*** Material provided
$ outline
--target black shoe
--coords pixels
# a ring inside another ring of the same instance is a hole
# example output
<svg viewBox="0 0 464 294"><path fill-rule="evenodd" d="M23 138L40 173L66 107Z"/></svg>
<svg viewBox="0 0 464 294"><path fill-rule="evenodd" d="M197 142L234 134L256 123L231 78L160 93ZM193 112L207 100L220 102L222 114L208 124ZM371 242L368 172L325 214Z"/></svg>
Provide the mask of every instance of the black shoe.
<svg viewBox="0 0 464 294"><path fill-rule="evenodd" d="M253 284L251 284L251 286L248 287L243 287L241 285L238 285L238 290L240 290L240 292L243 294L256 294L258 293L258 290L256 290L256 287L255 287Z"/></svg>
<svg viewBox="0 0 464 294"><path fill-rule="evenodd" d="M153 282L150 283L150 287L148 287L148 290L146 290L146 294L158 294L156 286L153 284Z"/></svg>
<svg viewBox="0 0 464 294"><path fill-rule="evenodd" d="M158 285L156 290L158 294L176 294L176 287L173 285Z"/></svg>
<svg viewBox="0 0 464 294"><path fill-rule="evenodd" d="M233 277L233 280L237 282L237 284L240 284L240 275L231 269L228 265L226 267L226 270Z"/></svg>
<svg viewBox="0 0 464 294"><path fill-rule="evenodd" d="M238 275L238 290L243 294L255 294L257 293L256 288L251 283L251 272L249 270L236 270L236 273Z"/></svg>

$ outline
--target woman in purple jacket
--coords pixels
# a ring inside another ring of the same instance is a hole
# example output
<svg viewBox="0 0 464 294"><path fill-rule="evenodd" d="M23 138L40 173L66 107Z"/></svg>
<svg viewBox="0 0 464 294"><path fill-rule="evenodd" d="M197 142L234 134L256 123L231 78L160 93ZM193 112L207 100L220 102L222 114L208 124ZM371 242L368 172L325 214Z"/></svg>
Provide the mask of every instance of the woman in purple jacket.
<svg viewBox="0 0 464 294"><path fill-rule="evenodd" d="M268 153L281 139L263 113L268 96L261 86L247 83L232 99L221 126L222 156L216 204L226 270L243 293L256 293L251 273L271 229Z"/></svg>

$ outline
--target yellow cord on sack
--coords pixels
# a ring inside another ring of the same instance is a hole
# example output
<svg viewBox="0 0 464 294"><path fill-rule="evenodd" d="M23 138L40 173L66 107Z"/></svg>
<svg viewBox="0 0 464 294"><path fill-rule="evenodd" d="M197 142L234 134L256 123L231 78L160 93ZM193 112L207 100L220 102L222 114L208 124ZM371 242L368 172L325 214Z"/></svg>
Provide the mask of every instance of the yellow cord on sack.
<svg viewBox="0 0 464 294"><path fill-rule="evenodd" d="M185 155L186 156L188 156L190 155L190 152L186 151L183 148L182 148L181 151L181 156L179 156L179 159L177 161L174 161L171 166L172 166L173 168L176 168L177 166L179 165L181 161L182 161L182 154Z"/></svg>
******
What needs to be done:
Lay out the rows above as a two-column CSV with the headers "prompt" and "mask", one line for each row. Put the row's full text and its answer each in a single quoted field, with line breaks replaced by spaces.

Response to the exercise:
prompt,mask
"$ outline --target black shoe --coords pixels # a ring inside another ring of the same instance is a hole # example output <svg viewBox=""0 0 464 294""><path fill-rule=""evenodd"" d=""M23 138L40 173L66 107Z""/></svg> <svg viewBox=""0 0 464 294""><path fill-rule=""evenodd"" d=""M197 142L234 134L256 123L231 78L160 93ZM193 112L207 100L220 102L222 114L208 124ZM371 242L368 172L325 214Z""/></svg> Provide the mask of every instance of the black shoe.","<svg viewBox=""0 0 464 294""><path fill-rule=""evenodd"" d=""M253 284L251 284L251 286L248 287L243 287L241 285L238 285L238 290L240 290L240 292L243 294L256 294L258 293L258 290L256 290L256 287L255 287Z""/></svg> <svg viewBox=""0 0 464 294""><path fill-rule=""evenodd"" d=""M153 282L150 283L150 287L148 287L148 290L146 290L146 294L158 294L156 286L153 284Z""/></svg> <svg viewBox=""0 0 464 294""><path fill-rule=""evenodd"" d=""M158 285L156 290L158 294L176 294L176 287L173 285Z""/></svg> <svg viewBox=""0 0 464 294""><path fill-rule=""evenodd"" d=""M233 277L233 280L237 282L237 284L240 284L240 275L231 269L228 265L226 267L226 270Z""/></svg> <svg viewBox=""0 0 464 294""><path fill-rule=""evenodd"" d=""M238 275L238 290L243 294L255 294L257 293L256 288L251 283L251 272L249 270L236 270L236 273Z""/></svg>"
"$ outline --target woman in purple jacket --coords pixels # a ring inside another ring of the same instance is a hole # example output <svg viewBox=""0 0 464 294""><path fill-rule=""evenodd"" d=""M23 138L40 173L66 107Z""/></svg> <svg viewBox=""0 0 464 294""><path fill-rule=""evenodd"" d=""M197 142L234 134L256 123L231 78L160 93ZM193 112L207 100L220 102L222 114L208 124ZM371 242L368 172L325 214Z""/></svg> Provide the mask of every instance of the woman in purple jacket.","<svg viewBox=""0 0 464 294""><path fill-rule=""evenodd"" d=""M268 153L281 139L263 113L268 96L261 86L247 83L232 99L221 126L222 156L216 204L226 270L243 293L256 293L251 273L271 229Z""/></svg>"
"$ outline --target yellow cord on sack --coords pixels # a ring inside another ring of the same instance is a hole # example output <svg viewBox=""0 0 464 294""><path fill-rule=""evenodd"" d=""M23 138L40 173L66 107Z""/></svg> <svg viewBox=""0 0 464 294""><path fill-rule=""evenodd"" d=""M197 142L234 134L256 123L231 78L160 93ZM193 112L207 100L220 102L222 114L208 124ZM371 242L368 172L325 214Z""/></svg> Provide the mask of every instance of the yellow cord on sack.","<svg viewBox=""0 0 464 294""><path fill-rule=""evenodd"" d=""M185 155L186 156L188 156L190 155L190 152L186 151L183 148L182 148L181 151L181 156L179 156L179 159L177 161L174 161L171 166L172 166L173 168L176 168L177 166L179 165L181 161L182 161L182 154Z""/></svg>"